--- Dataset rows ---

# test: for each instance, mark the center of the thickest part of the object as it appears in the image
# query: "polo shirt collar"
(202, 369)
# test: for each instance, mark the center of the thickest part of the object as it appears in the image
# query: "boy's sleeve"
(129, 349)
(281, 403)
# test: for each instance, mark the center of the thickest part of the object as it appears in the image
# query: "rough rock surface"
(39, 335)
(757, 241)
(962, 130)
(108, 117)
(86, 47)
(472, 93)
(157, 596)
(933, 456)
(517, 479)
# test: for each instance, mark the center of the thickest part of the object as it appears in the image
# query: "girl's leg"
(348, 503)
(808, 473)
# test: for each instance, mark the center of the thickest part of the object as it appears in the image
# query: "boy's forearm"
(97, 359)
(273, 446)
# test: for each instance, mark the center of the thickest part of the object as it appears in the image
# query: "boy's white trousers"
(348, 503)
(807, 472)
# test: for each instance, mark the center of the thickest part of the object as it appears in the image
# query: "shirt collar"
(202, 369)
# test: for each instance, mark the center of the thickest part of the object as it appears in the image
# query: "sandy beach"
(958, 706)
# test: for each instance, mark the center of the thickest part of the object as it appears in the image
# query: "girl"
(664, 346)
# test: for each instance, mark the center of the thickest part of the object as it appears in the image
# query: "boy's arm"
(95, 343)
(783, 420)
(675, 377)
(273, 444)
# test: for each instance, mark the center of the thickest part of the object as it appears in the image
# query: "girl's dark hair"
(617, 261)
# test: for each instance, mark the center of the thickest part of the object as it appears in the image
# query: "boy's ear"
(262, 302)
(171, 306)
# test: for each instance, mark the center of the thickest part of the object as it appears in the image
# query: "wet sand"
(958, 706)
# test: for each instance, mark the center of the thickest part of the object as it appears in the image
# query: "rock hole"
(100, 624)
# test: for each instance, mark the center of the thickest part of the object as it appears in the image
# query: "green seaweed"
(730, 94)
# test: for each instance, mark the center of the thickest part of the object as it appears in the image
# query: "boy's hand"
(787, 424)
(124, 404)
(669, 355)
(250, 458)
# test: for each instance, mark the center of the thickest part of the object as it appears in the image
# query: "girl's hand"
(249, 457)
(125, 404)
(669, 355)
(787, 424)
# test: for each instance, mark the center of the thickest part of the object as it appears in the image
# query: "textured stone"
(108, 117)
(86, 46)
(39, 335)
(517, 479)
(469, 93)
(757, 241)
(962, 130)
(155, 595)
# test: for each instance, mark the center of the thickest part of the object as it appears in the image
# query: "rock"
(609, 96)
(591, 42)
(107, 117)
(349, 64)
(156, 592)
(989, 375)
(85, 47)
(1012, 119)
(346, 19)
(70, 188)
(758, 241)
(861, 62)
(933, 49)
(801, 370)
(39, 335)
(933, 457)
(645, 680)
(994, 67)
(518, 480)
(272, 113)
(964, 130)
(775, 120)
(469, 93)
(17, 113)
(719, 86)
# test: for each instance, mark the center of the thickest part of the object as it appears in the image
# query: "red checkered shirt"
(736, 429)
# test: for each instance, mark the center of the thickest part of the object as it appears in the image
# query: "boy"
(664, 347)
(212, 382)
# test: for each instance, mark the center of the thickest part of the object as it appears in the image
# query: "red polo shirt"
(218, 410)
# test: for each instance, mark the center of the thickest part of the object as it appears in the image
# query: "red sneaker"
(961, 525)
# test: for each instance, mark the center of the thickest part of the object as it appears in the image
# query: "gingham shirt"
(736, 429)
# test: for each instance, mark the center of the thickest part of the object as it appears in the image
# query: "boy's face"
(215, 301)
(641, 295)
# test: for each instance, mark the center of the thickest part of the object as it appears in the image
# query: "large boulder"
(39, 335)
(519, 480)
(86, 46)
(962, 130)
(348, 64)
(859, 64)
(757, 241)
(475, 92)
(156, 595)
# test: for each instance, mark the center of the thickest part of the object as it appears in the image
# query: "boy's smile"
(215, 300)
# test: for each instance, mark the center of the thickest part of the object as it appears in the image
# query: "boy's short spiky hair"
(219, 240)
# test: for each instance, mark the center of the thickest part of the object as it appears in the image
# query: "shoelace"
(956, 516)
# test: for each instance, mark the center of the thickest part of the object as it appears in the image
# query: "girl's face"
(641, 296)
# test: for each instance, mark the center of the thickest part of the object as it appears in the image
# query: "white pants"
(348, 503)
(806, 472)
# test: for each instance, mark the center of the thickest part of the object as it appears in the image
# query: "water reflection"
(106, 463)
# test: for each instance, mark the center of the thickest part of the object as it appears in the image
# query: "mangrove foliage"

---

Exercise objective: Identify every line of the items that contains the word "white" and copy each one in full. Case counts.

Reply:
# query: "boy's white trousers"
# query: "white pants"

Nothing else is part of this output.